• **TASK**:
Can you reproduce, word for word, every line from the one containing "subject: car hood" through the one containing "Give the mask of every instance of the car", both included?

..............................

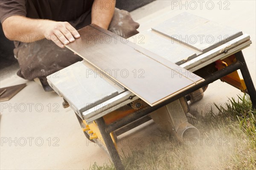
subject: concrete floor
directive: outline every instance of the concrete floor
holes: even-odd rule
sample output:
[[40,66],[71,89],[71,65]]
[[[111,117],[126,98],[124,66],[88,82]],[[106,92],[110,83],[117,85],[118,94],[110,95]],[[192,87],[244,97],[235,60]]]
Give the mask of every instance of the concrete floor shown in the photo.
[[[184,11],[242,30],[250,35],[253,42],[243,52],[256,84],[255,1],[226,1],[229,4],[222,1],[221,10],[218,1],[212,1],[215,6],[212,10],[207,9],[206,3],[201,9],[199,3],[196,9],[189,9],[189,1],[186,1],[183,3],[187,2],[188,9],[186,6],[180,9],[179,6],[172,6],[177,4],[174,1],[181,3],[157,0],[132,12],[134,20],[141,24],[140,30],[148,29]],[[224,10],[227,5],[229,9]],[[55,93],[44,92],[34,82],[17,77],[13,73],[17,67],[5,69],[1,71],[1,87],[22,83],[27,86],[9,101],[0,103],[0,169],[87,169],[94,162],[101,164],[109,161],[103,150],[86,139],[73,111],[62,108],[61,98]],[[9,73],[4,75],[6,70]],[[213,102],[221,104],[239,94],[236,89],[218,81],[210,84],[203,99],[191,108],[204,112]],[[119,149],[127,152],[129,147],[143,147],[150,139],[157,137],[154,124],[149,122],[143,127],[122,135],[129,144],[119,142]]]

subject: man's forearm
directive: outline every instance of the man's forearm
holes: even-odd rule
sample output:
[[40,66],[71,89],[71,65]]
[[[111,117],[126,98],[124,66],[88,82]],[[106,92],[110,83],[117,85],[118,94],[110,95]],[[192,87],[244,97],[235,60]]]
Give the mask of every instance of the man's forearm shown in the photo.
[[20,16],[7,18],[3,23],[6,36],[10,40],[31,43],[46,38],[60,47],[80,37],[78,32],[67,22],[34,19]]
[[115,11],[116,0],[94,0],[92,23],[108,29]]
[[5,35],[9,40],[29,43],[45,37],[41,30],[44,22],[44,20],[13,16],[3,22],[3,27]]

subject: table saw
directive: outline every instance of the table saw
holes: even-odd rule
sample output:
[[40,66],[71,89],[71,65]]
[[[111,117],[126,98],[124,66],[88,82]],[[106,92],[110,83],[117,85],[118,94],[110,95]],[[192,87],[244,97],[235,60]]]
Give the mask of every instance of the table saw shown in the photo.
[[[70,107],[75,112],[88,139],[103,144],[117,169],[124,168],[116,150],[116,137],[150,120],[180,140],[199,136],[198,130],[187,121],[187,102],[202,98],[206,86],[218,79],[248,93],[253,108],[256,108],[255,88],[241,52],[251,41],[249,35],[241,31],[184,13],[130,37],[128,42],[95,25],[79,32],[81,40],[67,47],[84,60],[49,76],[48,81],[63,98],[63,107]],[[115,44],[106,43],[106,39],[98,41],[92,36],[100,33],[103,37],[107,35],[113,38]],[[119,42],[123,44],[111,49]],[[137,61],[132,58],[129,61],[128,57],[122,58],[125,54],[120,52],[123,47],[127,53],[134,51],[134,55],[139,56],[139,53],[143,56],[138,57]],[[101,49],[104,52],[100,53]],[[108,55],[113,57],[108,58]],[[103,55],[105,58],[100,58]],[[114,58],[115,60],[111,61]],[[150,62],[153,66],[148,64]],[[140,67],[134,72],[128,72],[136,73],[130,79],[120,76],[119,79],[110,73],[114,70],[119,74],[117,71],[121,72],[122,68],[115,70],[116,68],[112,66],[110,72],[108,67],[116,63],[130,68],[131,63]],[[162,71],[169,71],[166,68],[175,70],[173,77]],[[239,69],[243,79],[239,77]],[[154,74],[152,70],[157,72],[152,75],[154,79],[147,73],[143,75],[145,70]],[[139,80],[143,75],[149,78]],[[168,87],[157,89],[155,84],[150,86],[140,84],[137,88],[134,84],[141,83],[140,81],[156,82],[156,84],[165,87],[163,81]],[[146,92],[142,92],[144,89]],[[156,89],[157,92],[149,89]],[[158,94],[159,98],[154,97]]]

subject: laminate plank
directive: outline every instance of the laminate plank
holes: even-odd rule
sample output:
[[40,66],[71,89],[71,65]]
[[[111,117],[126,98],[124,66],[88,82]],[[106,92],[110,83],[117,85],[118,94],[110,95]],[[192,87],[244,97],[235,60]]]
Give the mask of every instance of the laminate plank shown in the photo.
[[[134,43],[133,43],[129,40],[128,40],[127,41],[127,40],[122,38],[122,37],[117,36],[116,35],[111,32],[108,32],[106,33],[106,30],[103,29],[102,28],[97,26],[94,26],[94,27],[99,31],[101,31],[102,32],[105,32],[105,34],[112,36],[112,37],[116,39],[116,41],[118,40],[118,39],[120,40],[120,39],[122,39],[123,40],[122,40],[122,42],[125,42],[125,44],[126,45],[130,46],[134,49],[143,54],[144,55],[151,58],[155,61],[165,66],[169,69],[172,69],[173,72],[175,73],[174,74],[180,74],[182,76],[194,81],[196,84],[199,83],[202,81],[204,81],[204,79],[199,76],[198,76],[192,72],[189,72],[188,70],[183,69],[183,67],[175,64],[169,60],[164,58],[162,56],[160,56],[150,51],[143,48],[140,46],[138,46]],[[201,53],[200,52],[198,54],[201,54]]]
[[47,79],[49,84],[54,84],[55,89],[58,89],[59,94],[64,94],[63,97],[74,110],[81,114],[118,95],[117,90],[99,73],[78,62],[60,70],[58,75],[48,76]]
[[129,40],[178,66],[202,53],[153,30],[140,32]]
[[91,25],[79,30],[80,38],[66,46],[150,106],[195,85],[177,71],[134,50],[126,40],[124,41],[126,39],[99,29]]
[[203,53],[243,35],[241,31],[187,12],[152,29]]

..............................

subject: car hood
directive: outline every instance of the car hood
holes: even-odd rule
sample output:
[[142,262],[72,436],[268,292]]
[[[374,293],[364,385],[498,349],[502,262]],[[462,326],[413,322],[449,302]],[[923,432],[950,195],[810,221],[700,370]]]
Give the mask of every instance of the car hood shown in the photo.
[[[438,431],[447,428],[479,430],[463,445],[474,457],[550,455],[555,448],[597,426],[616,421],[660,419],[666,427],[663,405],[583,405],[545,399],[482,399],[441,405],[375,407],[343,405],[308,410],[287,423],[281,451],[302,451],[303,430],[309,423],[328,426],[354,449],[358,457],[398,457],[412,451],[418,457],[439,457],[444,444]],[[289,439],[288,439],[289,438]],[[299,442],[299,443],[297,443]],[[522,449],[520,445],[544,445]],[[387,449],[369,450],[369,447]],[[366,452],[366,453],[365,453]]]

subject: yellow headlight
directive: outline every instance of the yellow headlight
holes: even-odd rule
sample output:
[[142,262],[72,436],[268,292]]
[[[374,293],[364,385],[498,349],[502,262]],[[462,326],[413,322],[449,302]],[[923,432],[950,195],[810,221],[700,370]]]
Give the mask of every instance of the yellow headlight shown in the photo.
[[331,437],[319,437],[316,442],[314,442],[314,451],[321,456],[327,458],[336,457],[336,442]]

..............................

• **WRITTEN RESPONSE**:
subject: car hood
directive: outline every instance of the car hood
holes: even-odd rule
sample output:
[[142,262],[72,436],[268,292]]
[[[374,293],[364,385],[498,349],[502,262]],[[462,326],[413,322],[449,302]],[[923,432],[950,195],[810,221],[700,370]]]
Give the mask of every instance of the car hood shown in the photo.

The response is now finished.